_Passage provided_.
--- start ---

You may be doing too many individual invalidations if you see the invlpg instruction (or instructions near it) show up high in profiles. If you believe that individual invalidations being called too often, you can lower the tunable::
/sys/kernel/debug/x86/tlb_single_page_flush_ceiling
This will cause us to do the global flush for more cases. Lowering it to 0 will disable the use of the individual flushes. Setting it to 1 is a very conservative setting and it should never need to be 0 under normal circumstances.
Despite the fact that a single individual flush on x86 is guaranteed to flush a full 2MB [1]_, hugetlbfs always uses the full flushes. THP is treated exactly the same as normal memory.
You might see invlpg inside of flush_tlb_mm_range() show up in profiles, or you can use the trace_tlb_flush() tracepoints. to determine how long the flush operations are taking.
Essentially, you are balancing the cycles you spend doing invlpg with the cycles that you spend refilling the TLB later.
You can measure how expensive TLB refills are by using performance counters and 'perf stat', like this::
perf stat -e cpu/event=0x8,umask=0x84,name=dtlb_load_misses_walk_duration/, cpu/event=0x8,umask=0x82,name=dtlb_load_misses_walk_completed/, cpu/event=0x49,umask=0x4,name=dtlb_store_misses_walk_duration/, cpu/event=0x49,umask=0x2,name=dtlb_store_misses_walk_completed/, cpu/event=0x85,umask=0x4,name=itlb_misses_walk_duration/, cpu/event=0x85,umask=0x2,name=itlb_misses_walk_completed/
That works on an IvyBridge-era CPU (i5-3320M). Different CPUs may have differently-named counters, but they should at least be there in some form. You can use pmu-tools 'ocperf list' (https://github.com/andikleen/pmu-tools) to find the right counters for a given CPU.
.. [1] A footnote in Intel's SDM "4.10.4.2 Recommended Invalidation" says: "One execution of INVLPG is sufficient even for a page with size greater than 4 KBytes."

--- end ---

_Given instruction 1_. Extract the part of the passage on TLB flushing starting at "You might see" and ending at "the TLB later.", word for word.

_Information supplied_.
--- start ---

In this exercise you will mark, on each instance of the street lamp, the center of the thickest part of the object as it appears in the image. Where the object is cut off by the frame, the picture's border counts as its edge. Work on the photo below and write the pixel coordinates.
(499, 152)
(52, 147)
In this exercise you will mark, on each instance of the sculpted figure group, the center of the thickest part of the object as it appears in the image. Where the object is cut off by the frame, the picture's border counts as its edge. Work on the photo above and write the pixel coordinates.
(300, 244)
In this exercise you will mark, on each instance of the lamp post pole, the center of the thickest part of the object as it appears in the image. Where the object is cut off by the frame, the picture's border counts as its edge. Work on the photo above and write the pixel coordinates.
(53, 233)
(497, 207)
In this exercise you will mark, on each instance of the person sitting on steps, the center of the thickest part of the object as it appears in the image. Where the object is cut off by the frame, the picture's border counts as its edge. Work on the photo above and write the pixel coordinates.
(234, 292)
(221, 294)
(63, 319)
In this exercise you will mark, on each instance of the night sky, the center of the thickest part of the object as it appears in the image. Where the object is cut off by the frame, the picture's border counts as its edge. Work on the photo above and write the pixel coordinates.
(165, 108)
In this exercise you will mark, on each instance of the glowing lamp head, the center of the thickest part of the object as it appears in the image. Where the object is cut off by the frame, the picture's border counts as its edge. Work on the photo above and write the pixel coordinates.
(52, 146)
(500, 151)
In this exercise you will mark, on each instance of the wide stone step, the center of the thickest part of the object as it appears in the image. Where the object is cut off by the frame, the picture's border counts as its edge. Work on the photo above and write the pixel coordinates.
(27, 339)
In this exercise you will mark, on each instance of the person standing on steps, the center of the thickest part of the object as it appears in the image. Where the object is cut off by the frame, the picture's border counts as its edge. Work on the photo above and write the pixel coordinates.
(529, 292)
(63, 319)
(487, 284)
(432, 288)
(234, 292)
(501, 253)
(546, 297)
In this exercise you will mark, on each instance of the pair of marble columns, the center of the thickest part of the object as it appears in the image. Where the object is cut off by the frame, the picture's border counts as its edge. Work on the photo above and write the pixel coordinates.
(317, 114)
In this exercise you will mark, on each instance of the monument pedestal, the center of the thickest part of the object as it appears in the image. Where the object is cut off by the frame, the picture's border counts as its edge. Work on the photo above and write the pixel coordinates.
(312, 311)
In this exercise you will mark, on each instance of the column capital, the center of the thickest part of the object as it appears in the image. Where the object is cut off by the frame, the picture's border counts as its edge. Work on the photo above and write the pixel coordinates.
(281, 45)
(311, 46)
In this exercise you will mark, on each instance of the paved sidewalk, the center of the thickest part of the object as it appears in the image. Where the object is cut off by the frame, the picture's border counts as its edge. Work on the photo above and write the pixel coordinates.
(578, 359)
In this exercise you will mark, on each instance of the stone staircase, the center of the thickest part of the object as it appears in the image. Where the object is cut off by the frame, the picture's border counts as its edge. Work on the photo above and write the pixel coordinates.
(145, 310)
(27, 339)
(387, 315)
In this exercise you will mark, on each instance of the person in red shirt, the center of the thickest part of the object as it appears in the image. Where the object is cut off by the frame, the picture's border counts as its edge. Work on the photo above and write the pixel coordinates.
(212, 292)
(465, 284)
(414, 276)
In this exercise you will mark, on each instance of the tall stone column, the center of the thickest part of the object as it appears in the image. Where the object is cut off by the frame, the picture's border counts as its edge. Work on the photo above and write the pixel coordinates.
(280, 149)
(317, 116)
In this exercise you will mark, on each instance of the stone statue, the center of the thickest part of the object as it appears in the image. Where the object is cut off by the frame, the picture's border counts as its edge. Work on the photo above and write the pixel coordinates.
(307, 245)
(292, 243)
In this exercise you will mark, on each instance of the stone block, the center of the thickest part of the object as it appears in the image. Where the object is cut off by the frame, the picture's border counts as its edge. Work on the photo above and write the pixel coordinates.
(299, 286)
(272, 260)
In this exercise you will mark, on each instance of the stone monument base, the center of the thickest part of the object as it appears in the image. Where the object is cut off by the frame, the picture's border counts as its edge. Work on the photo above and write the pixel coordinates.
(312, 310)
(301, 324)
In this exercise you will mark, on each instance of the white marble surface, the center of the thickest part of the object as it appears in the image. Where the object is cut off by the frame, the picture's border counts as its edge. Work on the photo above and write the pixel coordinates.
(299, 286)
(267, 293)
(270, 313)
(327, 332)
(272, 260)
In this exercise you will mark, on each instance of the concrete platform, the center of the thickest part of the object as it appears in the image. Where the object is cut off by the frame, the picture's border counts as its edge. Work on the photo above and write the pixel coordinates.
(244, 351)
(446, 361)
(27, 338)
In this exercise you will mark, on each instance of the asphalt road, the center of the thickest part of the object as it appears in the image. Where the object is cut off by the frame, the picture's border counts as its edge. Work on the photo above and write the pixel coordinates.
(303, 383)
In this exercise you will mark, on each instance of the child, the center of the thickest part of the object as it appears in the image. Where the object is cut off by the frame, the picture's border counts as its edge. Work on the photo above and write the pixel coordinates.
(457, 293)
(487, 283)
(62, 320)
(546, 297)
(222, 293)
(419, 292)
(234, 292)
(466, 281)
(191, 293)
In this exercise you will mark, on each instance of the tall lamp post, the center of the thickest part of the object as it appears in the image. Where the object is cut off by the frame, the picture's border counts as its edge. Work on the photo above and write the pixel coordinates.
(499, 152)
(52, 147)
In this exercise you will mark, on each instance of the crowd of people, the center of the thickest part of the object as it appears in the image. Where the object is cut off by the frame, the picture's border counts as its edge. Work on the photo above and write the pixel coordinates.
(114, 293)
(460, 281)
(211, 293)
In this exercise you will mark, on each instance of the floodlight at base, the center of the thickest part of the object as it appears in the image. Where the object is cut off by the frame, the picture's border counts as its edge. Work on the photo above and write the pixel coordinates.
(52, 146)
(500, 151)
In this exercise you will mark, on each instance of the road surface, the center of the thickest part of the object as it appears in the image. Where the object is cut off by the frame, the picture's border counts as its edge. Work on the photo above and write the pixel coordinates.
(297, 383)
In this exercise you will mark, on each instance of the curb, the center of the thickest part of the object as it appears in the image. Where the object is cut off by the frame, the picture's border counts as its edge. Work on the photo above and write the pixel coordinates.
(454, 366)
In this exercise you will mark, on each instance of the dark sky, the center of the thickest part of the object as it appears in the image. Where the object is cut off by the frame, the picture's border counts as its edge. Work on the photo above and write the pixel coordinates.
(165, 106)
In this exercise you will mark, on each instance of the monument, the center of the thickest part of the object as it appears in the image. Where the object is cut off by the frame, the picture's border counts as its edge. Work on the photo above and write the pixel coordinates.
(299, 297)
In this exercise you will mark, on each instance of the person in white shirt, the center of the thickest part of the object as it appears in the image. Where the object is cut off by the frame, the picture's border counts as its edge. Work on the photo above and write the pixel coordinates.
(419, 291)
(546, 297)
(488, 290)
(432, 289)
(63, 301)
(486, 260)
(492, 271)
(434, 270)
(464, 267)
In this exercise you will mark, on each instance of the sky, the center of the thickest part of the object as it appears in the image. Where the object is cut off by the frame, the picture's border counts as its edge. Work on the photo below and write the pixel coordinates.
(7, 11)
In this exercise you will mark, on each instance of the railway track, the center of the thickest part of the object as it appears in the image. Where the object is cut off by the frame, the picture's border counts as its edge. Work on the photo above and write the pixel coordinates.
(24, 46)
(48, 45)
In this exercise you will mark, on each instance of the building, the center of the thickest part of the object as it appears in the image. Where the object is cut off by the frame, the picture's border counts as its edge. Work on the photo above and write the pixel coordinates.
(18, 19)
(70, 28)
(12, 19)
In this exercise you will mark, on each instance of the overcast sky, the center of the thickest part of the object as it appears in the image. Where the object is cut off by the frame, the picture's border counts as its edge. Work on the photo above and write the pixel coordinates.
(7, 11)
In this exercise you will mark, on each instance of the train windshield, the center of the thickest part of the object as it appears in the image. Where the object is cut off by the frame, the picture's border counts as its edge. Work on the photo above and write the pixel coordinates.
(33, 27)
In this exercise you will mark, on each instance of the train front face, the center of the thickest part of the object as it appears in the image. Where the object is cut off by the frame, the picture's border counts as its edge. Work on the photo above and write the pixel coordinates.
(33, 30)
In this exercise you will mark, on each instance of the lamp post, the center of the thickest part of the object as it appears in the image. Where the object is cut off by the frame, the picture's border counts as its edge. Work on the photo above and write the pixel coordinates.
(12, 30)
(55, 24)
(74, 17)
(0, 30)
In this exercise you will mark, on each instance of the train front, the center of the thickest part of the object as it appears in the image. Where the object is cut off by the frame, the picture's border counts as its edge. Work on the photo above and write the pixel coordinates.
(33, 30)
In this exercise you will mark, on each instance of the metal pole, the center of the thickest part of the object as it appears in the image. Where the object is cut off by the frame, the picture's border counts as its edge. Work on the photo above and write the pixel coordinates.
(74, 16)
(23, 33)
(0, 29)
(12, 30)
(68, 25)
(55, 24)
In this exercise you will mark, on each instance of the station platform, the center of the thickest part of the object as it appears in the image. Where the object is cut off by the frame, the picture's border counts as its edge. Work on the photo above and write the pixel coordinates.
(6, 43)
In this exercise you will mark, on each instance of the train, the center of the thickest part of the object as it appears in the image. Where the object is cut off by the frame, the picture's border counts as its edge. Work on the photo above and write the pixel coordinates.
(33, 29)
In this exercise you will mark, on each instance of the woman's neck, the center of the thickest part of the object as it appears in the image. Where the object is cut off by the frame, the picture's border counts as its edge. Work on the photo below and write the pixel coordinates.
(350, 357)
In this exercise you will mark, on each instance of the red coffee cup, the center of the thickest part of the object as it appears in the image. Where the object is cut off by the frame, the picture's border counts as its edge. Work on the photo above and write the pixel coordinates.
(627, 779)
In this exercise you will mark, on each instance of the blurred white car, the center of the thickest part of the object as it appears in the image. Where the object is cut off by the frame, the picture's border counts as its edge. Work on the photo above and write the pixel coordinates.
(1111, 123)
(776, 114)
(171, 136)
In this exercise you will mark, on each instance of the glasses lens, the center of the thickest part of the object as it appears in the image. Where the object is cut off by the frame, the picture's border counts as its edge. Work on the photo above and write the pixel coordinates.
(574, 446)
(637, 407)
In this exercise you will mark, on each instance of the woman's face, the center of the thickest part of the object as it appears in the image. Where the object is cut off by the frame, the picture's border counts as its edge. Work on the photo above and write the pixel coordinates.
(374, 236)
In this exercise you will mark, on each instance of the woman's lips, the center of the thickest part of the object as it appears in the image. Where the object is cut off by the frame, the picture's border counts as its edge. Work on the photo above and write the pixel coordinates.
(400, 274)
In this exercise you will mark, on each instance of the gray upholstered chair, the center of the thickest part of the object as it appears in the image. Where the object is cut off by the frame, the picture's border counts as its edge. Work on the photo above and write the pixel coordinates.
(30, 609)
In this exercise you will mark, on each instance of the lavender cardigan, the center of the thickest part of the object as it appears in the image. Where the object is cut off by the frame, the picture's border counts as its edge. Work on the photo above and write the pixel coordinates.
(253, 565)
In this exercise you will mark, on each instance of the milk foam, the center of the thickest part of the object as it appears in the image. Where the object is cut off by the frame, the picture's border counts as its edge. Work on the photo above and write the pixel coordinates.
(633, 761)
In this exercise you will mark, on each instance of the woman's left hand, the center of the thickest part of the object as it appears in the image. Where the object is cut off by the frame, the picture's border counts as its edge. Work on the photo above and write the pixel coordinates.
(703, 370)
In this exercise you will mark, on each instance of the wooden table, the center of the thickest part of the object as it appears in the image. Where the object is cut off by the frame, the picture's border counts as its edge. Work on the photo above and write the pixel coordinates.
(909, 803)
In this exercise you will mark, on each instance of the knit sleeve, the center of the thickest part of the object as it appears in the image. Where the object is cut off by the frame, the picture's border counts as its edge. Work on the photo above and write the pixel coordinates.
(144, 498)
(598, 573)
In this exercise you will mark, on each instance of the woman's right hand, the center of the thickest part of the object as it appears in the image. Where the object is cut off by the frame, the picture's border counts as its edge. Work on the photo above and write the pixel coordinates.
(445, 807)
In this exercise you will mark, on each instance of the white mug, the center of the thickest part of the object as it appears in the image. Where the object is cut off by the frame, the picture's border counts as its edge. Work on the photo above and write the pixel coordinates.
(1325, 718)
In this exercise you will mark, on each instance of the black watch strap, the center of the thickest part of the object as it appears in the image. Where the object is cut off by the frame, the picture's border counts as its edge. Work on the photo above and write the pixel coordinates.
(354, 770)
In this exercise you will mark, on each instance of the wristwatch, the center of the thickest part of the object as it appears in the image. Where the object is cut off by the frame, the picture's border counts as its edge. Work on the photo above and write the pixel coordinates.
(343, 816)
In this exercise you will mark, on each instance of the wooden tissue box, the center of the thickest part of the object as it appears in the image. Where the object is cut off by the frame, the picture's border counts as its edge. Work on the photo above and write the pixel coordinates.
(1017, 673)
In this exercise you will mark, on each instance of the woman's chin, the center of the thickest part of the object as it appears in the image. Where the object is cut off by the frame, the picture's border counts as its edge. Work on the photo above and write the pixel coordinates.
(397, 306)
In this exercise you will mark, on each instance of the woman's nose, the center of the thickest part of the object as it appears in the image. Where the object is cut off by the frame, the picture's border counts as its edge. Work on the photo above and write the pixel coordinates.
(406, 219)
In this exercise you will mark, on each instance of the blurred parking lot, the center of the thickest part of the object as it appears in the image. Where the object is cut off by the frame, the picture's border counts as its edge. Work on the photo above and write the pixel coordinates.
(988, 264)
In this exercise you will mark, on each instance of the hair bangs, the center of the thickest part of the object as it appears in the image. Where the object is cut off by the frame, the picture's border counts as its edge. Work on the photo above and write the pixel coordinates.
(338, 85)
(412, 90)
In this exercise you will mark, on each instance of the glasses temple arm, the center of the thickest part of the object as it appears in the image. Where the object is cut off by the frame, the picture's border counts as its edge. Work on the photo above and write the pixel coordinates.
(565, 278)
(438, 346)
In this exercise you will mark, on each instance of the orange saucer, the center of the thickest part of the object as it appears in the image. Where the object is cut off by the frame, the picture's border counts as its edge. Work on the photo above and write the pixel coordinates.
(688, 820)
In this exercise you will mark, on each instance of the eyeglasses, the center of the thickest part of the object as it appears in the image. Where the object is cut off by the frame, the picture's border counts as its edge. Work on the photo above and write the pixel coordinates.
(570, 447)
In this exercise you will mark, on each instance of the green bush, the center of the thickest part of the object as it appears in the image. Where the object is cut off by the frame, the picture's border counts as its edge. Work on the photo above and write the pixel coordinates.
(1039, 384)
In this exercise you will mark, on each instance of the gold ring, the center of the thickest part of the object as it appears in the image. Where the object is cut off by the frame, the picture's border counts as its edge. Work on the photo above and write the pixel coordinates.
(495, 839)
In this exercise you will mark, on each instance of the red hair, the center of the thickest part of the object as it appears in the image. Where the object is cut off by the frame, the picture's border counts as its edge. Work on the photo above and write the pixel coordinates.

--- end ---

_Given instruction 2_. Copy the lines of the listing starting at the line that contains "of the green" and ending at the line that contains "(1039, 384)", reproducing them without any change.

_Written response 1_.
You might see invlpg inside of flush_tlb_mm_range() show up in profiles, or you can use the trace_tlb_flush() tracepoints. to determine how long the flush operations are taking.
Essentially, you are balancing the cycles you spend doing invlpg with the cycles that you spend refilling the TLB later.

_Written response 2_.
In this exercise you will mark, on each instance of the green bush, the center of the thickest part of the object as it appears in the image. Where the object is cut off by the frame, the picture's border counts as its edge. Work on the photo above and write the pixel coordinates.
(1039, 384)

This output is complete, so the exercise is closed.